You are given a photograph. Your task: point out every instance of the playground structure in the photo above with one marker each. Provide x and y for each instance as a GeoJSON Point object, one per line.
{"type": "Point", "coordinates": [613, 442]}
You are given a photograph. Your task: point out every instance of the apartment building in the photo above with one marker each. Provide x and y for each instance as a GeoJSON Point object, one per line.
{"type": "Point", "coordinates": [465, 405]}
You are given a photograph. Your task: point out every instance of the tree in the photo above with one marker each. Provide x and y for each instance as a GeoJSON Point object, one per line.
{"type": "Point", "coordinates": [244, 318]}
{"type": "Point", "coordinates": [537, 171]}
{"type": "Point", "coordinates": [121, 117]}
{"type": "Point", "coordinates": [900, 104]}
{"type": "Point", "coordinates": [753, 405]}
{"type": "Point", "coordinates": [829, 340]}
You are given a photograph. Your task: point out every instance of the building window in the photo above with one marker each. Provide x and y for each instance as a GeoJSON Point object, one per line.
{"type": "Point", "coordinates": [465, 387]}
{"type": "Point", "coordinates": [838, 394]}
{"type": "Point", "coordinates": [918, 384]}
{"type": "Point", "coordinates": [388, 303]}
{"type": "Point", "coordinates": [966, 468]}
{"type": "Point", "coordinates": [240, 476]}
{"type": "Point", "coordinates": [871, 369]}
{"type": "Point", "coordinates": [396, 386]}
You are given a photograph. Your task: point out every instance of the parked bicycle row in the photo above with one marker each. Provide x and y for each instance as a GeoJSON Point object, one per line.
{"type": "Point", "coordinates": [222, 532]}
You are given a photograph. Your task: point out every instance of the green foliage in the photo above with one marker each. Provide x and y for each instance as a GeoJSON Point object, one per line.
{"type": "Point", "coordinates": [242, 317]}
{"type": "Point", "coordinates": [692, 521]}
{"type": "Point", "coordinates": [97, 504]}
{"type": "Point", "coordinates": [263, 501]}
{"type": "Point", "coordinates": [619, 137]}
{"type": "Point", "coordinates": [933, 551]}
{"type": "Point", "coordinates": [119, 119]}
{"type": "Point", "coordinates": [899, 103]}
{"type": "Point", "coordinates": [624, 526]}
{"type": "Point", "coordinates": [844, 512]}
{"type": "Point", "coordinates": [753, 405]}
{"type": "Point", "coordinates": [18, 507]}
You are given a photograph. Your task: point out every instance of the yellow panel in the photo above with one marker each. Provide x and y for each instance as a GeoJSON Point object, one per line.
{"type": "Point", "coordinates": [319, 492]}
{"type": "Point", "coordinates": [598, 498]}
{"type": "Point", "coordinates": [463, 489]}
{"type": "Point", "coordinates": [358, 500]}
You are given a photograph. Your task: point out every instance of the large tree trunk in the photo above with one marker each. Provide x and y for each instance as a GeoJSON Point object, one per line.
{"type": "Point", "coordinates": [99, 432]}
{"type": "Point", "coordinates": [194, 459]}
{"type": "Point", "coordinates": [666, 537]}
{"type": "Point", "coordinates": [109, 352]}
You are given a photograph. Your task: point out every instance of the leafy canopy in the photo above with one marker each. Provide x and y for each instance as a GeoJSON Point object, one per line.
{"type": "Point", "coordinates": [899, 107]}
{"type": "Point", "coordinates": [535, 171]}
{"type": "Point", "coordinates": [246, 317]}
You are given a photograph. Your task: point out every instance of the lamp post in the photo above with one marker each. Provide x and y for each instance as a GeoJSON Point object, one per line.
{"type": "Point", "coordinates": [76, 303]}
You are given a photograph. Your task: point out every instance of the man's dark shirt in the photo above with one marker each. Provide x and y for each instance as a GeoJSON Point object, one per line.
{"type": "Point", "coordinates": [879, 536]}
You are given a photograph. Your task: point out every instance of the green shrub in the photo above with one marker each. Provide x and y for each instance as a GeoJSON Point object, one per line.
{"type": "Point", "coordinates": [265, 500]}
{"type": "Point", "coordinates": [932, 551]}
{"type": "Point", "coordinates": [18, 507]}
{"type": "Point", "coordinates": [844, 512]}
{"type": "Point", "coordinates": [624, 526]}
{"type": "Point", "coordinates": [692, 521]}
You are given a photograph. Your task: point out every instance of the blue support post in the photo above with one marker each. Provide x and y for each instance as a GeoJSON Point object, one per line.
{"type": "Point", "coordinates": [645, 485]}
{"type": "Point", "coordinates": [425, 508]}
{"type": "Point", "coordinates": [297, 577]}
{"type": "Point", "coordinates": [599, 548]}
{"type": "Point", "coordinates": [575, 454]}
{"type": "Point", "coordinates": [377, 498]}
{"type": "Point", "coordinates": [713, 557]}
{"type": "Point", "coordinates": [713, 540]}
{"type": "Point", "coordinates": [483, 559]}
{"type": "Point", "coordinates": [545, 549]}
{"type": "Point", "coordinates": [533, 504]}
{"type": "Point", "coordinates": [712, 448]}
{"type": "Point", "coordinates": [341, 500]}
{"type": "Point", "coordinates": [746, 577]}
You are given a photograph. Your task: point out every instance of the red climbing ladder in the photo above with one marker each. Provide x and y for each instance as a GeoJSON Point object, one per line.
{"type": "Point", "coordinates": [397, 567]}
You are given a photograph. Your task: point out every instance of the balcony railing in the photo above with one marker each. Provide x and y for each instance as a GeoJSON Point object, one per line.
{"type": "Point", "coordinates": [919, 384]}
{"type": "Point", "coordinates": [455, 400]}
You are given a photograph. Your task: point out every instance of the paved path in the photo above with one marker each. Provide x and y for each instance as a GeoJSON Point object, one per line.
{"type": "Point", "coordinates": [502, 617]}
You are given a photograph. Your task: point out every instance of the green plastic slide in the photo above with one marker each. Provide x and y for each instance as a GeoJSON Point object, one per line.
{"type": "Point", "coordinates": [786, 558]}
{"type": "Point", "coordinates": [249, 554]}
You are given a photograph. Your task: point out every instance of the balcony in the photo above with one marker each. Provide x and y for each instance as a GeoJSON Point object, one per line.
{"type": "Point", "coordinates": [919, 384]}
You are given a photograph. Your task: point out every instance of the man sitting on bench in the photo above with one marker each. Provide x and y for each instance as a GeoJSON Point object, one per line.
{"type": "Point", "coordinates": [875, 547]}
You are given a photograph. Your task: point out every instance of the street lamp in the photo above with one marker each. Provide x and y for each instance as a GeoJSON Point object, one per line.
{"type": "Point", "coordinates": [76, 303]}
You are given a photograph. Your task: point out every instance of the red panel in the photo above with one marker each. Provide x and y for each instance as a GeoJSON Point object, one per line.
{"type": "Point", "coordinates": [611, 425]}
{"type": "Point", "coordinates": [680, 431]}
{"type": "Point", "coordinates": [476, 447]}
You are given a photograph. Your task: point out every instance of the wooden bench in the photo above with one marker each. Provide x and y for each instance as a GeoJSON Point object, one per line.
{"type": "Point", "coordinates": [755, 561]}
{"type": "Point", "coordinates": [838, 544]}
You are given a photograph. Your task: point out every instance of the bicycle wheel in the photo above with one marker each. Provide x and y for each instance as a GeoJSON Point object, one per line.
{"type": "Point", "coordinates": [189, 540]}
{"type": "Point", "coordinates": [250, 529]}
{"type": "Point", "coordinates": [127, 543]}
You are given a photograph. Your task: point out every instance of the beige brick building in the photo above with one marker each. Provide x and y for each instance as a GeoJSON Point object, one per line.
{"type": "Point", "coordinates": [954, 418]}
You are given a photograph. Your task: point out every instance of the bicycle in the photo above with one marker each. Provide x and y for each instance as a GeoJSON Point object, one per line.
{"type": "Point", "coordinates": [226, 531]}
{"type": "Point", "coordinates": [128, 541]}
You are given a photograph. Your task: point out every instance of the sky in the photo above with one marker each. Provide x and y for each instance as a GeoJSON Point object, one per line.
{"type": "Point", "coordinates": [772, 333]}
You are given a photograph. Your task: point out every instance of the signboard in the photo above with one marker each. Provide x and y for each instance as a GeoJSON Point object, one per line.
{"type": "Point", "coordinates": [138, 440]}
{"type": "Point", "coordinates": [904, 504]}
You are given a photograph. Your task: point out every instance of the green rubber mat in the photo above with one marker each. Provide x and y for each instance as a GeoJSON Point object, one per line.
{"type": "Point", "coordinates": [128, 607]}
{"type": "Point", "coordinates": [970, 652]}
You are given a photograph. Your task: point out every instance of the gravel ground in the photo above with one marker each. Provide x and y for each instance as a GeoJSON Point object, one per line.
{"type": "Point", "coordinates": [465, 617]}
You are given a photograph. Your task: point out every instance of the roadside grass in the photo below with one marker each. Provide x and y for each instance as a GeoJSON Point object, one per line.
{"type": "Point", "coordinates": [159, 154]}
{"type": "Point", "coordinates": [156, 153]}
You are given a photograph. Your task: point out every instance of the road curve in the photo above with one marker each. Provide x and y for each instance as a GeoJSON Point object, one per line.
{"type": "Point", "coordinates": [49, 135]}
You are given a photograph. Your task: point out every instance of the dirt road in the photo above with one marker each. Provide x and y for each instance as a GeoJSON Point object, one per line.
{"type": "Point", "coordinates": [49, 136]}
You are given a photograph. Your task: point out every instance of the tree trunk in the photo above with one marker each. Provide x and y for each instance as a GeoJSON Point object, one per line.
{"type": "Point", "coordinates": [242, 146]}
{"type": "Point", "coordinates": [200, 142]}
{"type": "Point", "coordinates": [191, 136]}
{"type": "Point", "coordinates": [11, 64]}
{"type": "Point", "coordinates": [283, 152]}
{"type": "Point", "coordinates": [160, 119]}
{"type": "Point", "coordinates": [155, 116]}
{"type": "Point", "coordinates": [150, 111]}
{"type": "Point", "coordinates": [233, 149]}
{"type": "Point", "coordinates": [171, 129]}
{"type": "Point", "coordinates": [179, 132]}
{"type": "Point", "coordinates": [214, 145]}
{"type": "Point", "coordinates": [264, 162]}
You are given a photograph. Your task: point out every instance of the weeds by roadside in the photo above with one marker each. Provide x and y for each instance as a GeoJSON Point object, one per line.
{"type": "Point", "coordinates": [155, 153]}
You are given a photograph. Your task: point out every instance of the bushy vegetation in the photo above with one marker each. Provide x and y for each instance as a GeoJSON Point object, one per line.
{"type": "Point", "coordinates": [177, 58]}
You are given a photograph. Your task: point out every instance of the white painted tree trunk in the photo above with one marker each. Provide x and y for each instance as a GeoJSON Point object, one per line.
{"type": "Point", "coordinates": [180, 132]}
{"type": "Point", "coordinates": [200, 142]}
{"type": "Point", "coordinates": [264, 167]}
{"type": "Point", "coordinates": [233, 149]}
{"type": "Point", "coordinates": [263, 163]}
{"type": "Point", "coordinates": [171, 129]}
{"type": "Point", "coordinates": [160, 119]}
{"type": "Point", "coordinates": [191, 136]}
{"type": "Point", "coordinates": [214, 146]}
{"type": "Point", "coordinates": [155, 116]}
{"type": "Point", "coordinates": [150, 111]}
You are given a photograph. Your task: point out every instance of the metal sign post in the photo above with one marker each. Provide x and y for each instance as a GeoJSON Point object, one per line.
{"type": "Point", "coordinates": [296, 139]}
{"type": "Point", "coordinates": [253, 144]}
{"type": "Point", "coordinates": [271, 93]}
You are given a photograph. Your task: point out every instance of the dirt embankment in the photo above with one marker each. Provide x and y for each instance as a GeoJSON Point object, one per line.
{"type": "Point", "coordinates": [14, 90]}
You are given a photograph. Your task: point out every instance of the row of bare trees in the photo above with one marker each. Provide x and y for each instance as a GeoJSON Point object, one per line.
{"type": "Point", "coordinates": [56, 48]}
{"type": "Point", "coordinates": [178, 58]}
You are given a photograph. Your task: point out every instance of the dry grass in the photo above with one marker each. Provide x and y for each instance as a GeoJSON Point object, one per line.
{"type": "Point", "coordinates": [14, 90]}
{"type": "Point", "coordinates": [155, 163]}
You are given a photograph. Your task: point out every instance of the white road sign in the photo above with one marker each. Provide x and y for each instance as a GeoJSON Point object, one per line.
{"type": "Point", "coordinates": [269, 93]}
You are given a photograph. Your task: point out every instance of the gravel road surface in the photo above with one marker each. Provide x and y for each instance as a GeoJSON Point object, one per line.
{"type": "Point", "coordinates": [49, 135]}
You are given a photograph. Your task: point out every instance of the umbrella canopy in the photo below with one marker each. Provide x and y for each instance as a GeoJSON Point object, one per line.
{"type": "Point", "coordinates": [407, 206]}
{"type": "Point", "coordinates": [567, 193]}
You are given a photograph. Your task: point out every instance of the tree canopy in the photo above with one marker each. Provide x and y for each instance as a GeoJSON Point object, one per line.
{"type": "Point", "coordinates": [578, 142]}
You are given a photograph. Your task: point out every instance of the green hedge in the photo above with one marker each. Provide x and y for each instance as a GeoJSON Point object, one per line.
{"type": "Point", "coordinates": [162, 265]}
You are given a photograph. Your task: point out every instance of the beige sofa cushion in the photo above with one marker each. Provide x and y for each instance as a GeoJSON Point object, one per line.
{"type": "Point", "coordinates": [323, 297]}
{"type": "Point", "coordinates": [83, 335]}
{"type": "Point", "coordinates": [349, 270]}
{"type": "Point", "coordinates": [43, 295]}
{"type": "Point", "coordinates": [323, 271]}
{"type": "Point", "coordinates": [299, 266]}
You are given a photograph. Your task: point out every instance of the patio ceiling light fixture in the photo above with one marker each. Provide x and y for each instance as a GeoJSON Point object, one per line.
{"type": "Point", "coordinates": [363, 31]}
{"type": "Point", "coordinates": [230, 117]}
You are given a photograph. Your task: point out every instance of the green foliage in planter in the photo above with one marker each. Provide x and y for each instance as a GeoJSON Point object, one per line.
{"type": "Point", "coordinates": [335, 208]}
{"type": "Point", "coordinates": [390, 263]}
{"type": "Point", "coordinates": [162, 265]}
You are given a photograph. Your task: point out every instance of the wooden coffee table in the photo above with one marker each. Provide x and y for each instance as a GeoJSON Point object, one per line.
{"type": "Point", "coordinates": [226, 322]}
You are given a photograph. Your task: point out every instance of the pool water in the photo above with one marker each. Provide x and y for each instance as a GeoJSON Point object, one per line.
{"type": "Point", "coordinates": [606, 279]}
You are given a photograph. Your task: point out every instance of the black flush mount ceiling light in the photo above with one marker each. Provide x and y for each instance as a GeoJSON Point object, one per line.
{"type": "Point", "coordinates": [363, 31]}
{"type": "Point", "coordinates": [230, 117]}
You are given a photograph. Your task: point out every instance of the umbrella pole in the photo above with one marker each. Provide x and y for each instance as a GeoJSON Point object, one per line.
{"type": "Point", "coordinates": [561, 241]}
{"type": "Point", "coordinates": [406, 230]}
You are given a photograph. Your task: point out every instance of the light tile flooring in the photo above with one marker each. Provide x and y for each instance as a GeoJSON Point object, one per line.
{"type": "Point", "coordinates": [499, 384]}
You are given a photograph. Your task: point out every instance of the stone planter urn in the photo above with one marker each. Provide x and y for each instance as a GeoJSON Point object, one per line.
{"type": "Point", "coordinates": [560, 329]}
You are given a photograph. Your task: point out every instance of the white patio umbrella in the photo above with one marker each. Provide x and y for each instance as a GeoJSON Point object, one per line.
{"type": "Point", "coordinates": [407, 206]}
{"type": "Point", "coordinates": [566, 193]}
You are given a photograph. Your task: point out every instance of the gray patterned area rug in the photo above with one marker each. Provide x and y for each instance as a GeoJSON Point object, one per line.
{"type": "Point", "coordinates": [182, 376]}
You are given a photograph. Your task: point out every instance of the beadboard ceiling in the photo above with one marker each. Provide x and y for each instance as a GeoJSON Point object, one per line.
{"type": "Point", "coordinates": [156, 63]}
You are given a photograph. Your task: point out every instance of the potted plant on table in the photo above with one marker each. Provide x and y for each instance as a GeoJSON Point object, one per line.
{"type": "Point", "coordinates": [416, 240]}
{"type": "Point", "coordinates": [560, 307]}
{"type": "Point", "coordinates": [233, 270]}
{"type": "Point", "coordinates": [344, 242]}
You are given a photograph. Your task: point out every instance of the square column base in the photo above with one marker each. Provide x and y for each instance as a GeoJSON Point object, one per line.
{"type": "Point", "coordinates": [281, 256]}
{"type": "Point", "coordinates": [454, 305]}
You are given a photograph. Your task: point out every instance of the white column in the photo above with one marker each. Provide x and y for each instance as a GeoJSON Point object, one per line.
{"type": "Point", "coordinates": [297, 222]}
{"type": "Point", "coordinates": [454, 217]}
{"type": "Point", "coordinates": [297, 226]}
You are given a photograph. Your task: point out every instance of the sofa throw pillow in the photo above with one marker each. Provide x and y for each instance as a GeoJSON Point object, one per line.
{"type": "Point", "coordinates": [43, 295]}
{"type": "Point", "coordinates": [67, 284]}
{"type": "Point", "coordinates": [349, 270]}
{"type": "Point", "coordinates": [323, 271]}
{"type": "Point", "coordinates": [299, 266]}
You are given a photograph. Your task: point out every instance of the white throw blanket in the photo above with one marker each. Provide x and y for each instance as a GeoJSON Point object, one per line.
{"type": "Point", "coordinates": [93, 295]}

**WHAT IS BEING ASKED**. From the line containing "the white column" to the last line of the material, please quote every line exactly and only those.

**SOLUTION FOR THIS TASK**.
You are given a photograph. Your task: point out every instance of the white column in the photo above with one marker each. Provide x and y for each instance as a GeoJSON Point object, one per line.
{"type": "Point", "coordinates": [297, 222]}
{"type": "Point", "coordinates": [454, 217]}
{"type": "Point", "coordinates": [297, 226]}
You are given a photograph. Your task: point out every instance of the sofa throw pillow in the photo above with one marker each. Provide x and y for each instance as a GeoJSON Point object, one per line.
{"type": "Point", "coordinates": [43, 295]}
{"type": "Point", "coordinates": [67, 284]}
{"type": "Point", "coordinates": [349, 270]}
{"type": "Point", "coordinates": [323, 271]}
{"type": "Point", "coordinates": [299, 266]}
You are given a photograph. Your task: point out every instance of the white throw blanket in the photo above with one marker each. Provide x and y for each instance as a GeoJSON Point object, one per line.
{"type": "Point", "coordinates": [93, 295]}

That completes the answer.